▸ **What you will do**: Out of the records below, copy all lines in which the word "dark" occurs.

▸ **Input**:
⟨

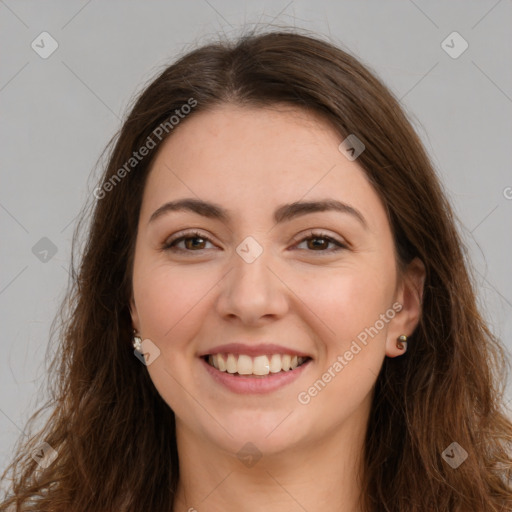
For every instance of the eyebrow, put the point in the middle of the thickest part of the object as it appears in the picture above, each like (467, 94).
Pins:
(282, 214)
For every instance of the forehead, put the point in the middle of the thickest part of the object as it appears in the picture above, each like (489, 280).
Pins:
(251, 158)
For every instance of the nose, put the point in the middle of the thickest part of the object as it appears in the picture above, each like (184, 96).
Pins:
(252, 292)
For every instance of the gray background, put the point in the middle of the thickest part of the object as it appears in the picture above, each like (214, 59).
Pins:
(58, 114)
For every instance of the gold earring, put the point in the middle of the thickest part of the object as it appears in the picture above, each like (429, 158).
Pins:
(137, 342)
(401, 342)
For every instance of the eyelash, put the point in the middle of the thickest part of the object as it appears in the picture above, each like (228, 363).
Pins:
(169, 245)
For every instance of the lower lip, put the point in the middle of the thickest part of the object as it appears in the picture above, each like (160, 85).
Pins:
(255, 385)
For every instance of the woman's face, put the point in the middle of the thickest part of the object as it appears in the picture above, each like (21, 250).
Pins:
(253, 271)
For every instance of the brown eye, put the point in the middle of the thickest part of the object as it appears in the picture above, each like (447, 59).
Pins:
(192, 242)
(319, 242)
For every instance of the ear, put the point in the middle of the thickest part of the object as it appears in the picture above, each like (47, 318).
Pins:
(409, 294)
(134, 314)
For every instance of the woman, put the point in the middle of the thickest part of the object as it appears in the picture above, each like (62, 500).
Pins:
(273, 310)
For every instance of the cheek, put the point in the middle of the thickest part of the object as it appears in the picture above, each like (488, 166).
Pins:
(349, 299)
(165, 295)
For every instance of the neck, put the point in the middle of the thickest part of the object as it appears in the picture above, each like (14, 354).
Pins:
(322, 474)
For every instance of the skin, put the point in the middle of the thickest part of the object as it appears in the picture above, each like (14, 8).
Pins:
(250, 161)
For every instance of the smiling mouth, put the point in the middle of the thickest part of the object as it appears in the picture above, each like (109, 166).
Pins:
(259, 366)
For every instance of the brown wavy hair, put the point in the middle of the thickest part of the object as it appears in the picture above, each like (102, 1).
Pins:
(114, 434)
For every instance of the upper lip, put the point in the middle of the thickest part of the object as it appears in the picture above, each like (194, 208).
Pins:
(253, 350)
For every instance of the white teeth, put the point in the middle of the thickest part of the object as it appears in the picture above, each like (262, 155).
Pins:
(231, 364)
(259, 365)
(244, 365)
(275, 363)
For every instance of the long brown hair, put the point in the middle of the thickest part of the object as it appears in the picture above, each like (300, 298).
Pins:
(115, 435)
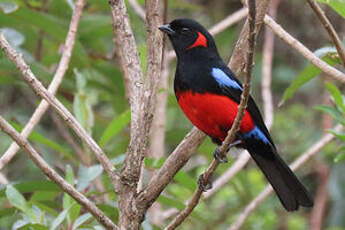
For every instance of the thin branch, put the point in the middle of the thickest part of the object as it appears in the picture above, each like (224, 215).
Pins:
(238, 58)
(46, 169)
(235, 126)
(64, 132)
(138, 9)
(294, 43)
(244, 156)
(317, 215)
(315, 148)
(39, 89)
(172, 165)
(191, 141)
(54, 85)
(328, 26)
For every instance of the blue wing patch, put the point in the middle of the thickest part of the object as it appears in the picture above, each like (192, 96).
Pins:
(257, 134)
(223, 79)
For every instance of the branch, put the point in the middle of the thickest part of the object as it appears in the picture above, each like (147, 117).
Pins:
(294, 43)
(315, 148)
(235, 126)
(39, 89)
(46, 169)
(328, 26)
(138, 9)
(238, 58)
(54, 85)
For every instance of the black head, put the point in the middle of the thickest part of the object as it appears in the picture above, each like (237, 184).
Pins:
(188, 36)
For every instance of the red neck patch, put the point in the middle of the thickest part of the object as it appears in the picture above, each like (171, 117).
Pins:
(200, 41)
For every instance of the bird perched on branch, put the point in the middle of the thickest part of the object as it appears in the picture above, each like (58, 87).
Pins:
(209, 93)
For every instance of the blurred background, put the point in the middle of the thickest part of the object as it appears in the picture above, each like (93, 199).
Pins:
(94, 90)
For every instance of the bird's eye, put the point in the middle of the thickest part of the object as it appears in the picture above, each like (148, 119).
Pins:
(185, 29)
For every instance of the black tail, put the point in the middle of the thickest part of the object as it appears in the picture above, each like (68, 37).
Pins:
(289, 189)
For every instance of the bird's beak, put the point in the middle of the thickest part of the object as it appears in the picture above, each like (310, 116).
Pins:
(166, 29)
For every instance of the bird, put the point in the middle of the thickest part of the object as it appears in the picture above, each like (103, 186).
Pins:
(209, 93)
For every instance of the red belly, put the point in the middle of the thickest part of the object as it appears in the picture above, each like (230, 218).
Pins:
(212, 114)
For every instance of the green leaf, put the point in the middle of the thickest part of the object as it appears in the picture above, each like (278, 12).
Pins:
(336, 94)
(33, 186)
(340, 157)
(16, 198)
(337, 5)
(59, 219)
(115, 126)
(8, 7)
(339, 135)
(306, 75)
(336, 114)
(81, 220)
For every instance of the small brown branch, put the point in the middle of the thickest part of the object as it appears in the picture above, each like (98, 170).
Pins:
(305, 157)
(64, 132)
(318, 213)
(54, 85)
(172, 165)
(235, 126)
(238, 58)
(266, 77)
(46, 169)
(70, 120)
(138, 9)
(310, 56)
(330, 29)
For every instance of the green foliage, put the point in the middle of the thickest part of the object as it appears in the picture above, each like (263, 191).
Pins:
(93, 89)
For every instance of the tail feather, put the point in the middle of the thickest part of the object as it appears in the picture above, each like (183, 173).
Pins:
(289, 189)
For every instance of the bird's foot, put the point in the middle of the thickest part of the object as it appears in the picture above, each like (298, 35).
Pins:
(217, 155)
(204, 187)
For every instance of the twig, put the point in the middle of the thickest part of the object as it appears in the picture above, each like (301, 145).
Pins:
(266, 76)
(64, 132)
(320, 204)
(138, 9)
(54, 85)
(328, 26)
(294, 43)
(235, 126)
(46, 169)
(172, 165)
(39, 89)
(238, 58)
(142, 100)
(315, 148)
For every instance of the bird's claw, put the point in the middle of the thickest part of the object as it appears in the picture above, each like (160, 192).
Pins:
(201, 184)
(221, 159)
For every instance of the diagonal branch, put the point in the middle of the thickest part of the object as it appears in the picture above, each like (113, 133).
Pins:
(39, 89)
(315, 148)
(328, 26)
(54, 85)
(192, 140)
(46, 169)
(235, 127)
(310, 56)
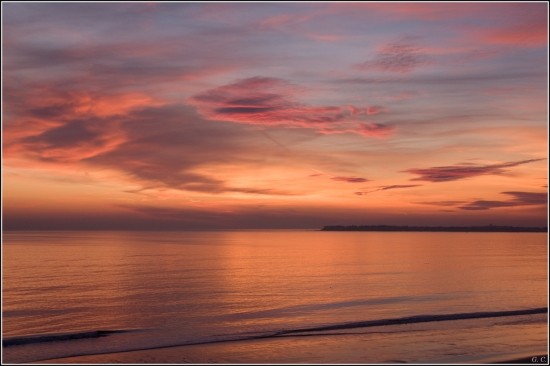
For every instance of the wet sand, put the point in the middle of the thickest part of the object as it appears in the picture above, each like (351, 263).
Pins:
(463, 341)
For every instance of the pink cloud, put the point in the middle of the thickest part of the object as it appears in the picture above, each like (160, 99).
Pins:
(463, 171)
(378, 130)
(273, 102)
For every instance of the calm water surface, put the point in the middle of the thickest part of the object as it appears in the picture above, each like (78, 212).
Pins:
(185, 287)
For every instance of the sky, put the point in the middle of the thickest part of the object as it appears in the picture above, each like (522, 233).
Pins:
(274, 115)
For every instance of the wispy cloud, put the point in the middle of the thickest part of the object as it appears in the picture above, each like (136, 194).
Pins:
(396, 58)
(519, 199)
(350, 179)
(463, 171)
(270, 101)
(385, 188)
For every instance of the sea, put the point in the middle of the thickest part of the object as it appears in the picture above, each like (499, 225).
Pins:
(396, 296)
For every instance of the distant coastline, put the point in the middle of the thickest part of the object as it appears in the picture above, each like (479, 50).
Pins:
(477, 229)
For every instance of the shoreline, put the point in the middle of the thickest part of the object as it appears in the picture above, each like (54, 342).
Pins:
(457, 341)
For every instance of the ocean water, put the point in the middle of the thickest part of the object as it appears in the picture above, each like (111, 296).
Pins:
(78, 293)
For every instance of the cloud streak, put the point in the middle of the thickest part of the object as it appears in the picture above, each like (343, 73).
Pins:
(386, 188)
(268, 101)
(519, 199)
(463, 171)
(396, 58)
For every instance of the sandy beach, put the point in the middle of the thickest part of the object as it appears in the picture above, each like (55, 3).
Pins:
(464, 341)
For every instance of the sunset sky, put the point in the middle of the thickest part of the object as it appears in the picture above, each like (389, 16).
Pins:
(274, 115)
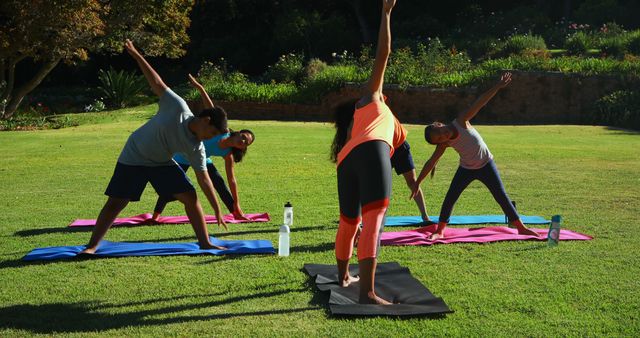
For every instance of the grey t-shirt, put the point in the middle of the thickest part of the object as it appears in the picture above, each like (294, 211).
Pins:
(166, 133)
(474, 153)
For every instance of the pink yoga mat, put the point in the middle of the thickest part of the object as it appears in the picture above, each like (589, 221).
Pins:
(420, 236)
(145, 219)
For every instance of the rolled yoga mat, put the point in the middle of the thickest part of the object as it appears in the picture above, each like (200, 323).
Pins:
(122, 249)
(393, 283)
(420, 236)
(145, 219)
(461, 220)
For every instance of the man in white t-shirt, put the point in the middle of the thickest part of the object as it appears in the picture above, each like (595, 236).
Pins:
(147, 157)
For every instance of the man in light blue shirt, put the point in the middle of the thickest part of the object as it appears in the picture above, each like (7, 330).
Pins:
(147, 157)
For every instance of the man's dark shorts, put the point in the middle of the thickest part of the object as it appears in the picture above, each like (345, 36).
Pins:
(129, 181)
(402, 161)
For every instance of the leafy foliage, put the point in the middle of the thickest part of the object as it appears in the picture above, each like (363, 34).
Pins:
(48, 32)
(120, 88)
(520, 44)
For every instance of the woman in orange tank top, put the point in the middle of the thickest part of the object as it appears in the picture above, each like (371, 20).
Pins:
(361, 149)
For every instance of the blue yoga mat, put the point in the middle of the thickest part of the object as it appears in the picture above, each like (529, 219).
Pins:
(121, 249)
(394, 221)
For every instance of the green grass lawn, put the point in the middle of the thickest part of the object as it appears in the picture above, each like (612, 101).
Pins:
(589, 175)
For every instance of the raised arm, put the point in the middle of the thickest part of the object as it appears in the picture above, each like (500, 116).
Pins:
(206, 100)
(465, 116)
(207, 187)
(233, 186)
(428, 166)
(374, 86)
(155, 81)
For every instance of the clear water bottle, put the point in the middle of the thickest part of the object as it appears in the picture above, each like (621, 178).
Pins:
(554, 231)
(283, 241)
(288, 214)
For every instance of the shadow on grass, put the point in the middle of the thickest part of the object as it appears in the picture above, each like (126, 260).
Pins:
(47, 231)
(19, 263)
(87, 317)
(329, 246)
(622, 131)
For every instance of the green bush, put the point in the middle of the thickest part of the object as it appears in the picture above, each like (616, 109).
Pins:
(634, 43)
(313, 68)
(288, 69)
(35, 119)
(519, 44)
(120, 88)
(577, 43)
(615, 46)
(620, 109)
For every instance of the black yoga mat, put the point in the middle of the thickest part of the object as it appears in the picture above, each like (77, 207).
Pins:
(393, 283)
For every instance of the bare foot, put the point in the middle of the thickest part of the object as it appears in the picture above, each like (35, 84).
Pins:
(528, 232)
(436, 235)
(372, 298)
(348, 280)
(88, 251)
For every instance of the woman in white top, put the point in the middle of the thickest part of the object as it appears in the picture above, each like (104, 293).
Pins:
(476, 162)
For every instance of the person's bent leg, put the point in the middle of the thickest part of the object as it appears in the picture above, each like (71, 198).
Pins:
(410, 178)
(460, 181)
(490, 176)
(349, 202)
(163, 200)
(374, 189)
(344, 248)
(196, 216)
(107, 215)
(372, 218)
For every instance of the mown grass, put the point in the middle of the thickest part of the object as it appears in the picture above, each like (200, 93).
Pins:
(587, 174)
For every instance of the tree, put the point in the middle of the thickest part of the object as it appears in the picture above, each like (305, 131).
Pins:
(46, 32)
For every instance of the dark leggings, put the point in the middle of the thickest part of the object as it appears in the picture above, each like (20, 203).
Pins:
(364, 187)
(490, 177)
(218, 184)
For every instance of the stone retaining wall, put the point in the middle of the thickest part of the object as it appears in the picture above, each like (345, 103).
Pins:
(531, 98)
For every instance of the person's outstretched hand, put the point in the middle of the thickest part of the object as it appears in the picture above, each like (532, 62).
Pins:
(387, 5)
(221, 222)
(505, 79)
(131, 49)
(414, 190)
(194, 82)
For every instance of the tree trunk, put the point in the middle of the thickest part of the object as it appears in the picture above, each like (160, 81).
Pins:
(17, 95)
(362, 21)
(567, 9)
(8, 75)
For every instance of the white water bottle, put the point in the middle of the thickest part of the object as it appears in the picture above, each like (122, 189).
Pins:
(283, 242)
(288, 214)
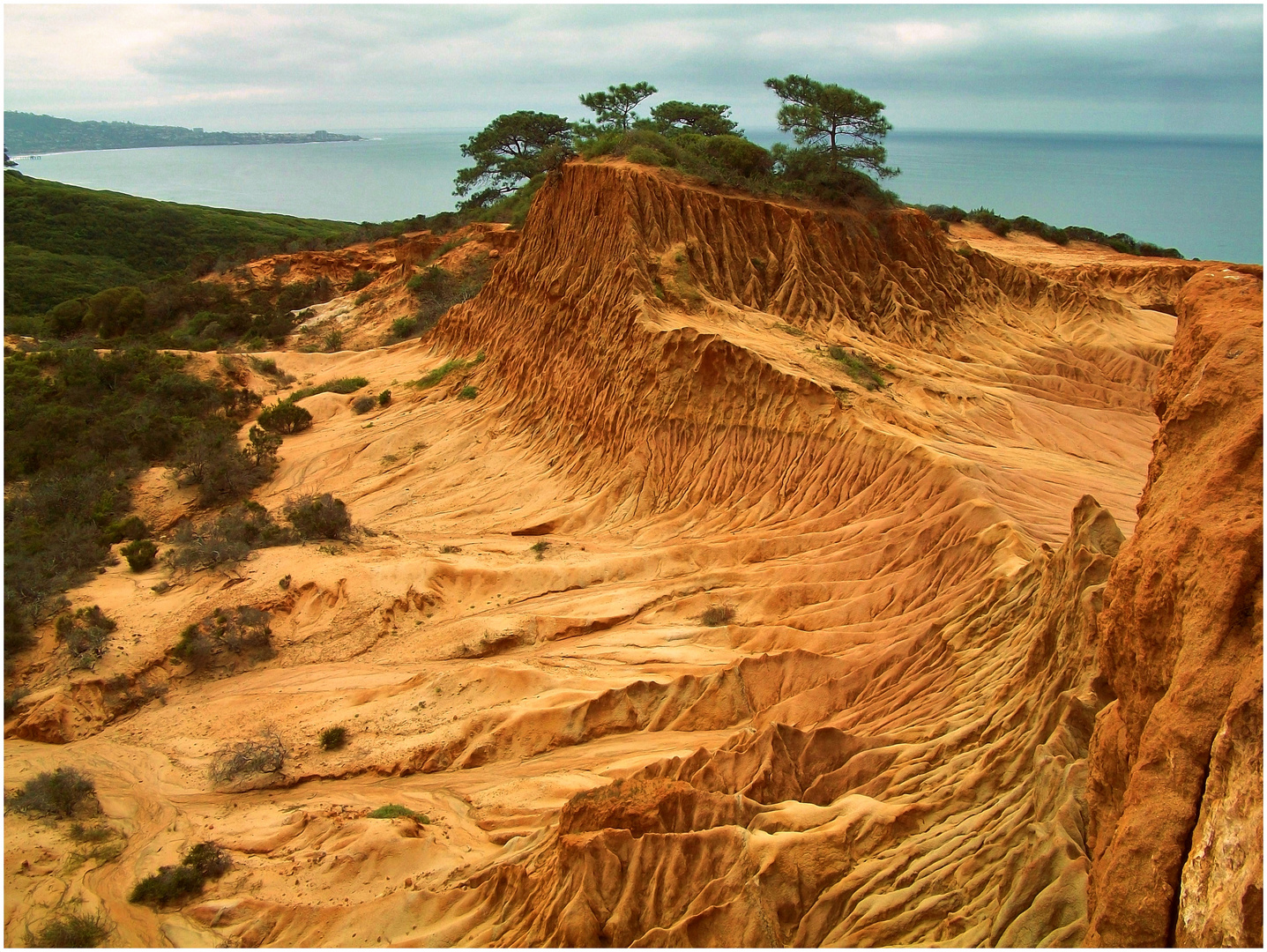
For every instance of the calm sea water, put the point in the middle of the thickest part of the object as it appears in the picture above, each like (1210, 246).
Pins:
(1200, 195)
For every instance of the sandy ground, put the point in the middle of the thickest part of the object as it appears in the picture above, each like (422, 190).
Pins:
(486, 684)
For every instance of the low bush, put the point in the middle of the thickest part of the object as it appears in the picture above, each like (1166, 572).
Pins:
(141, 554)
(61, 792)
(333, 739)
(226, 539)
(318, 517)
(203, 862)
(242, 630)
(263, 755)
(360, 279)
(391, 812)
(403, 327)
(860, 368)
(85, 635)
(718, 615)
(67, 929)
(284, 417)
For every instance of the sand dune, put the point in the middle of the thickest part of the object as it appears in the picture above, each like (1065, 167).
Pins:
(958, 690)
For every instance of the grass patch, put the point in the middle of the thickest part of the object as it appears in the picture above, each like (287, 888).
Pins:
(858, 366)
(437, 375)
(344, 385)
(718, 615)
(391, 812)
(61, 792)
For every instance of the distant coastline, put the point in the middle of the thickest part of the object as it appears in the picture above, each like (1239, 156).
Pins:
(31, 134)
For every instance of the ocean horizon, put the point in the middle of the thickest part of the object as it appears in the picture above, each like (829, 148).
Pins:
(1200, 194)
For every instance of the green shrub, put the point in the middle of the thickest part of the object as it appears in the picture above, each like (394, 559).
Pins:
(646, 156)
(226, 539)
(85, 635)
(141, 554)
(360, 280)
(403, 327)
(242, 630)
(264, 755)
(202, 862)
(860, 368)
(130, 528)
(391, 812)
(67, 929)
(333, 739)
(286, 417)
(61, 792)
(318, 517)
(718, 615)
(344, 385)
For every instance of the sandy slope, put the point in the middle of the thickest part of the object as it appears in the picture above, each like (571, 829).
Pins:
(887, 743)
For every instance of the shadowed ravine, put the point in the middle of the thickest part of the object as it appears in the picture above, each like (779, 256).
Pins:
(962, 696)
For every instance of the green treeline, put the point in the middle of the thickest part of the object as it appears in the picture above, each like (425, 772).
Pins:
(28, 132)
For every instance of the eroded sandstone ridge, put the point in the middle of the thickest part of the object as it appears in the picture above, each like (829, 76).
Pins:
(779, 584)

⟩

▸ **Written solution**:
For every instance of the man's dark shorts, put the point in the middle of the thickest part of the object as it appears in the picture above, each like (345, 36).
For every instance of the dark leggings, put the point in the middle of the thickest part of the object as it appears in the picture above, each like (20, 203).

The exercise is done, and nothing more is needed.